◆ **ASSIGNED TASK**
Among these records, which lines include "walkway"? Copy them out.
===
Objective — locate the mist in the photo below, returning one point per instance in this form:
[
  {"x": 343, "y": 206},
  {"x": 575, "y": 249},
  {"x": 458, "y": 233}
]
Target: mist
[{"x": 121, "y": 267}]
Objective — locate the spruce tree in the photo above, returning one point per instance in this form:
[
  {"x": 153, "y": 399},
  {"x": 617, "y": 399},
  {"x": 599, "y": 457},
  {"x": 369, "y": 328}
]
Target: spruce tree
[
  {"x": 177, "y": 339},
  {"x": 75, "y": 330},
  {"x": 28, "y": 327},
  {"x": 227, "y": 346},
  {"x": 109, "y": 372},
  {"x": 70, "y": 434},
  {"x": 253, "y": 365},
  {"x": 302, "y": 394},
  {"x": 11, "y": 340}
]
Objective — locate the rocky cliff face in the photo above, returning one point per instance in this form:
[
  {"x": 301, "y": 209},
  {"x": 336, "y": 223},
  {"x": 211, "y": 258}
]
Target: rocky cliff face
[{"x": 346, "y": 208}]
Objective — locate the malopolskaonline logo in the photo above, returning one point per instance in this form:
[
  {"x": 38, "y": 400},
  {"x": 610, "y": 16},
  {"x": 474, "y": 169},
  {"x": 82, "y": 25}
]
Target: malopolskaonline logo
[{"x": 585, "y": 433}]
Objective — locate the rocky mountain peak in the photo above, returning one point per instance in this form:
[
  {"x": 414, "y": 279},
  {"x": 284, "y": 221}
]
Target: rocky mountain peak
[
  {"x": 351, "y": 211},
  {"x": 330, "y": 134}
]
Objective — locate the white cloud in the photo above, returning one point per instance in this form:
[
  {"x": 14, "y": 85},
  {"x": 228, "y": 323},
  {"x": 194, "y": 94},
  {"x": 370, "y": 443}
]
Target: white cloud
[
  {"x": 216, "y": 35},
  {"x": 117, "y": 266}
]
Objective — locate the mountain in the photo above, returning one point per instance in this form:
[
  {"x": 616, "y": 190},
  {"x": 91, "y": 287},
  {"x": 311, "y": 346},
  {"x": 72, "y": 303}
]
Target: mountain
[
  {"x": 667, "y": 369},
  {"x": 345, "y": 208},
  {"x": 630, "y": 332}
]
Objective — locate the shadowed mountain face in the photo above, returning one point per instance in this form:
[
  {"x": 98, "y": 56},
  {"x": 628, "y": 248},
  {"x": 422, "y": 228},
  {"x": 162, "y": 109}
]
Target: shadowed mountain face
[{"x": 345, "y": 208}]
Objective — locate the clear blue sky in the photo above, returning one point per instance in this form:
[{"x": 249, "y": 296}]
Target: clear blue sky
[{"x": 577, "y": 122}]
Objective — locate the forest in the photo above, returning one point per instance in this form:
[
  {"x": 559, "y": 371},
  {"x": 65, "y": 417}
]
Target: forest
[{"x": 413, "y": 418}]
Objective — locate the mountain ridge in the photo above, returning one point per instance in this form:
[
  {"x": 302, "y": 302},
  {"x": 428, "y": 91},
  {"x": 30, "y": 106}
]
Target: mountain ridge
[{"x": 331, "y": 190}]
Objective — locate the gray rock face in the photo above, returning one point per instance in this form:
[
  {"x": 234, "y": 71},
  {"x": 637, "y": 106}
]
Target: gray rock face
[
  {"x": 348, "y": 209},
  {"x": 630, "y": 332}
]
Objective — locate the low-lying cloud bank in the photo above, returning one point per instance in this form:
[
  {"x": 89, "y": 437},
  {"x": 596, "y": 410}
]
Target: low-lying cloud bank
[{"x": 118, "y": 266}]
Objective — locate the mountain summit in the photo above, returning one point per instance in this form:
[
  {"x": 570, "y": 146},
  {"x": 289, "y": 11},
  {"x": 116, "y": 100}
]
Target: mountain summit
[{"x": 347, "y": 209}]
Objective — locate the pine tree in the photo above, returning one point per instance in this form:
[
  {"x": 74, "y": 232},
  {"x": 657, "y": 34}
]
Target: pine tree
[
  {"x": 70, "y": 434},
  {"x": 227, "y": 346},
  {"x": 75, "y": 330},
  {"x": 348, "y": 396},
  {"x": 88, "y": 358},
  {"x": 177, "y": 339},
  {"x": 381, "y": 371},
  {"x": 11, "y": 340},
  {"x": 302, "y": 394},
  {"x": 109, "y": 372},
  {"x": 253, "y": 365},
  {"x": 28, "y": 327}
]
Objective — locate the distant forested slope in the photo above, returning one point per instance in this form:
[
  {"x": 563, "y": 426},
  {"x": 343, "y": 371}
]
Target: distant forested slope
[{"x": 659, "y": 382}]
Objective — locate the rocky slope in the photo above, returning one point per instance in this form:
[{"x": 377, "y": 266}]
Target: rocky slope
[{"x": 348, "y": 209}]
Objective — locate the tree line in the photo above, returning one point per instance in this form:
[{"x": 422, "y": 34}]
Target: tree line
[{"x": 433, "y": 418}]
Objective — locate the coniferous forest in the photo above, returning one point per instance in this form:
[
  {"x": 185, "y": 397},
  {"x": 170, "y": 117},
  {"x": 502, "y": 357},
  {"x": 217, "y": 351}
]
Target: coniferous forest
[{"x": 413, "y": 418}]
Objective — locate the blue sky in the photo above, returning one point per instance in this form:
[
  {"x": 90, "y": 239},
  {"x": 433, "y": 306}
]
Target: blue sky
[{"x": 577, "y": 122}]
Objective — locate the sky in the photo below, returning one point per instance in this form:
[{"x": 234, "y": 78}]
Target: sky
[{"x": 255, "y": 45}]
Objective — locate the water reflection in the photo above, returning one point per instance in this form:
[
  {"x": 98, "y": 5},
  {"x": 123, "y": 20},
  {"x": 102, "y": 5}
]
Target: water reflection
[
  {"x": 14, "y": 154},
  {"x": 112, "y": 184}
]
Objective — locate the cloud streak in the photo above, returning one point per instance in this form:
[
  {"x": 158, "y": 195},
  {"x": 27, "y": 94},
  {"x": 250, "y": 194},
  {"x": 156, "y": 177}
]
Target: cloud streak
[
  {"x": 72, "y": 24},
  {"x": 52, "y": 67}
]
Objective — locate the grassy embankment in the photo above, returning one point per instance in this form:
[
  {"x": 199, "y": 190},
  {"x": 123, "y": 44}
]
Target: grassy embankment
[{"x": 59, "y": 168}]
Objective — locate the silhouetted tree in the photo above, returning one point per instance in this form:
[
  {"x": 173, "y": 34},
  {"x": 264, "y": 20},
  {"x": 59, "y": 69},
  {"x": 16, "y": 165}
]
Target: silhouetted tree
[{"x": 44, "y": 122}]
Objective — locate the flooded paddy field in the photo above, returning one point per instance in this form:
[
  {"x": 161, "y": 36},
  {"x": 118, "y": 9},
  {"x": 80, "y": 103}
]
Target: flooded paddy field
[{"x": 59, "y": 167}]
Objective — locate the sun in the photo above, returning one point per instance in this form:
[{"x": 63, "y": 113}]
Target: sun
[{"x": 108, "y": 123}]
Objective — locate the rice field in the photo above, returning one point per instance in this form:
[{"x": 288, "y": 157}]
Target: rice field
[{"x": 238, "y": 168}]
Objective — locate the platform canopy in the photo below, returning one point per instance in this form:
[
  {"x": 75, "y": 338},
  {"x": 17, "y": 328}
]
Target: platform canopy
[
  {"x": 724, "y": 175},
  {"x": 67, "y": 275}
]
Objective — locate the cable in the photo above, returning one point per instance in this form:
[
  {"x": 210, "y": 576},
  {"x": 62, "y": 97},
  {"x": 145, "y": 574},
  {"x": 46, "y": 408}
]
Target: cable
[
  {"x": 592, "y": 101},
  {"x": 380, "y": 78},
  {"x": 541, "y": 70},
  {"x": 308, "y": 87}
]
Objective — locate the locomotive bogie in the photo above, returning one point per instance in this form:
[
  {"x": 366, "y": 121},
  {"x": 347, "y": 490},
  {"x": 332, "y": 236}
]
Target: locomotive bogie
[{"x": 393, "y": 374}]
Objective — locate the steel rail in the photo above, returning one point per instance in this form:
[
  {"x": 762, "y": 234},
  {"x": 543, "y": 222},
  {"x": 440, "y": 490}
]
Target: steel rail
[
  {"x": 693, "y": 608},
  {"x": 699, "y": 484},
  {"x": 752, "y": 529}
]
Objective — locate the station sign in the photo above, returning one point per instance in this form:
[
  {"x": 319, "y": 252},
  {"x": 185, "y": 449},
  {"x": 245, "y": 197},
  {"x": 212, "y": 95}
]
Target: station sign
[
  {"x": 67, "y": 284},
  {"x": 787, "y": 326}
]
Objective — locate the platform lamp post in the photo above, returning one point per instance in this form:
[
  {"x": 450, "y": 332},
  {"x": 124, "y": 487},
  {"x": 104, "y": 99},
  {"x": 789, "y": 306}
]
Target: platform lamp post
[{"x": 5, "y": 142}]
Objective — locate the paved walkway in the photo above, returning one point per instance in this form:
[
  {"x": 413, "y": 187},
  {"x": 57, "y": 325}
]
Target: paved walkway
===
◆ **RESPONSE**
Objective — locate the paved walkway in the photo above, returning one point per instance in this form:
Target: paved walkway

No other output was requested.